[Data lines]
^^^^^^^^

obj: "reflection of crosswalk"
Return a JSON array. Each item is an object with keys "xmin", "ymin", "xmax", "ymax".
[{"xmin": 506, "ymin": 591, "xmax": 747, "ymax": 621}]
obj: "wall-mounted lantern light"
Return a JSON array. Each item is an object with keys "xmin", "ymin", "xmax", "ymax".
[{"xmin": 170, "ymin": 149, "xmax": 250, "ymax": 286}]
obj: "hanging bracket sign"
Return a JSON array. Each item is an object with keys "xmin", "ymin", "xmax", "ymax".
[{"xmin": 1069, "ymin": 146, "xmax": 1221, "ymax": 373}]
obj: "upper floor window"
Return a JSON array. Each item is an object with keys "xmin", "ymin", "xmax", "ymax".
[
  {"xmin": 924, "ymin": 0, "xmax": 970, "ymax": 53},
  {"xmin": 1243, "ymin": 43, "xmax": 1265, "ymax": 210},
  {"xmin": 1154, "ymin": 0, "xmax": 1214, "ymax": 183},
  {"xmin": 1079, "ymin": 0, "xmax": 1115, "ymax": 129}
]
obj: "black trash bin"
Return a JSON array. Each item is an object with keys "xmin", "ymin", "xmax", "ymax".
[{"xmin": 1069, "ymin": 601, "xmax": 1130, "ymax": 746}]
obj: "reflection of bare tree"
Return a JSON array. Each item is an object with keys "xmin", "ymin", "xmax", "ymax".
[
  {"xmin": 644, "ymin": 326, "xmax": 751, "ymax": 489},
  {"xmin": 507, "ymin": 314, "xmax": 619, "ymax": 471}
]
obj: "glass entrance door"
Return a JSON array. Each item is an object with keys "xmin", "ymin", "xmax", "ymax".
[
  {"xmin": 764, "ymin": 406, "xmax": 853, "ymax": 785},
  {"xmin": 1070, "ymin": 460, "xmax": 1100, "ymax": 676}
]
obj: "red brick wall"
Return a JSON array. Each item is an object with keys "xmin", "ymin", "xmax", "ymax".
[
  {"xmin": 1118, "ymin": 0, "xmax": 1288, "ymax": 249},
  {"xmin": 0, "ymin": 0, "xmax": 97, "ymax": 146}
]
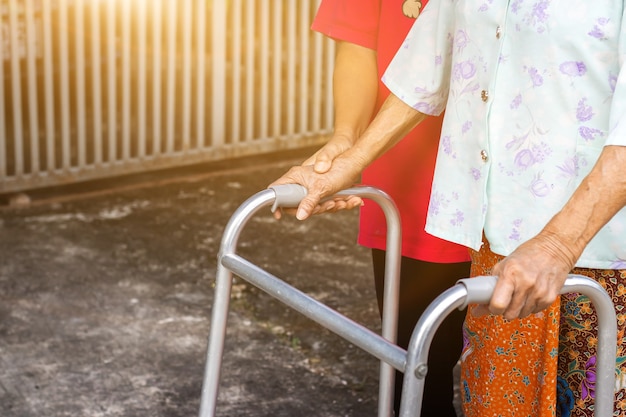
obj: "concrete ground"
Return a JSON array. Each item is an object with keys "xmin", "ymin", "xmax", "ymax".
[{"xmin": 0, "ymin": 150, "xmax": 379, "ymax": 417}]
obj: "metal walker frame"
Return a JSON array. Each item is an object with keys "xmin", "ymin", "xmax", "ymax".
[{"xmin": 199, "ymin": 185, "xmax": 617, "ymax": 417}]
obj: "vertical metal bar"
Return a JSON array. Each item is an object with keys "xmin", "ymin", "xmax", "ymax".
[
  {"xmin": 24, "ymin": 0, "xmax": 39, "ymax": 174},
  {"xmin": 311, "ymin": 29, "xmax": 324, "ymax": 132},
  {"xmin": 58, "ymin": 0, "xmax": 72, "ymax": 170},
  {"xmin": 8, "ymin": 0, "xmax": 24, "ymax": 177},
  {"xmin": 91, "ymin": 2, "xmax": 102, "ymax": 166},
  {"xmin": 182, "ymin": 0, "xmax": 193, "ymax": 152},
  {"xmin": 272, "ymin": 0, "xmax": 283, "ymax": 137},
  {"xmin": 151, "ymin": 0, "xmax": 163, "ymax": 156},
  {"xmin": 107, "ymin": 1, "xmax": 117, "ymax": 165},
  {"xmin": 298, "ymin": 2, "xmax": 311, "ymax": 134},
  {"xmin": 135, "ymin": 1, "xmax": 147, "ymax": 159},
  {"xmin": 41, "ymin": 1, "xmax": 56, "ymax": 172},
  {"xmin": 244, "ymin": 0, "xmax": 257, "ymax": 142},
  {"xmin": 324, "ymin": 39, "xmax": 335, "ymax": 131},
  {"xmin": 229, "ymin": 0, "xmax": 239, "ymax": 143},
  {"xmin": 259, "ymin": 2, "xmax": 271, "ymax": 139},
  {"xmin": 122, "ymin": 1, "xmax": 134, "ymax": 162},
  {"xmin": 74, "ymin": 0, "xmax": 87, "ymax": 168},
  {"xmin": 0, "ymin": 0, "xmax": 7, "ymax": 179},
  {"xmin": 211, "ymin": 1, "xmax": 226, "ymax": 146},
  {"xmin": 196, "ymin": 0, "xmax": 207, "ymax": 149},
  {"xmin": 286, "ymin": 2, "xmax": 298, "ymax": 138},
  {"xmin": 165, "ymin": 1, "xmax": 178, "ymax": 155}
]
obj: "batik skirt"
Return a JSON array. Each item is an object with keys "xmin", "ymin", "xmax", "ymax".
[{"xmin": 461, "ymin": 239, "xmax": 626, "ymax": 417}]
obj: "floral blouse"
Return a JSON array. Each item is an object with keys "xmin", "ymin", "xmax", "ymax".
[{"xmin": 383, "ymin": 0, "xmax": 626, "ymax": 269}]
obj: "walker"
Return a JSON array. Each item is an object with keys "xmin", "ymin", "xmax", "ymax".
[{"xmin": 199, "ymin": 185, "xmax": 617, "ymax": 417}]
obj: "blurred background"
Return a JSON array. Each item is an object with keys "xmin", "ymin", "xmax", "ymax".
[{"xmin": 0, "ymin": 0, "xmax": 334, "ymax": 194}]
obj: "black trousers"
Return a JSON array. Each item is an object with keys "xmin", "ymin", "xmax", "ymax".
[{"xmin": 372, "ymin": 249, "xmax": 470, "ymax": 417}]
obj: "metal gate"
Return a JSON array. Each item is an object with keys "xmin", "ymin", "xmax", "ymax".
[{"xmin": 0, "ymin": 0, "xmax": 334, "ymax": 193}]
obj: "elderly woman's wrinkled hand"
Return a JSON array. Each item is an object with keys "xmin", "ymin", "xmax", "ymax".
[
  {"xmin": 270, "ymin": 158, "xmax": 363, "ymax": 220},
  {"xmin": 473, "ymin": 234, "xmax": 576, "ymax": 320}
]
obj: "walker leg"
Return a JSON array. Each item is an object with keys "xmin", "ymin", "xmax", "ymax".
[{"xmin": 200, "ymin": 259, "xmax": 233, "ymax": 417}]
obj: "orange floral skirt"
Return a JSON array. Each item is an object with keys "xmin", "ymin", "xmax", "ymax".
[{"xmin": 461, "ymin": 239, "xmax": 626, "ymax": 417}]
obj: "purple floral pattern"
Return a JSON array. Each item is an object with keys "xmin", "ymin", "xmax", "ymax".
[{"xmin": 383, "ymin": 0, "xmax": 626, "ymax": 268}]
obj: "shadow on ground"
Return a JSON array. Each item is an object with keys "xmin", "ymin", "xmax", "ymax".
[{"xmin": 0, "ymin": 150, "xmax": 379, "ymax": 417}]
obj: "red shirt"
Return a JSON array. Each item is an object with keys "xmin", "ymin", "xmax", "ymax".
[{"xmin": 312, "ymin": 0, "xmax": 469, "ymax": 263}]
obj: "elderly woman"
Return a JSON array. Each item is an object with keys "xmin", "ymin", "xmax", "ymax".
[{"xmin": 275, "ymin": 0, "xmax": 626, "ymax": 417}]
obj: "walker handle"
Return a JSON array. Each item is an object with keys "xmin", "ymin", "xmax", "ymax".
[
  {"xmin": 269, "ymin": 184, "xmax": 308, "ymax": 213},
  {"xmin": 456, "ymin": 276, "xmax": 498, "ymax": 310}
]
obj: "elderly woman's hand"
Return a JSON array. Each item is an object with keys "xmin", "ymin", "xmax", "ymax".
[
  {"xmin": 473, "ymin": 233, "xmax": 576, "ymax": 320},
  {"xmin": 270, "ymin": 156, "xmax": 362, "ymax": 220}
]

^^^^^^^^

**The problem**
Select each line in the listing above that contains the string "floral". Return those lines unchanged.

**Solved problem**
obj: "floral blouse"
obj: "orange floral skirt"
obj: "purple floral pattern"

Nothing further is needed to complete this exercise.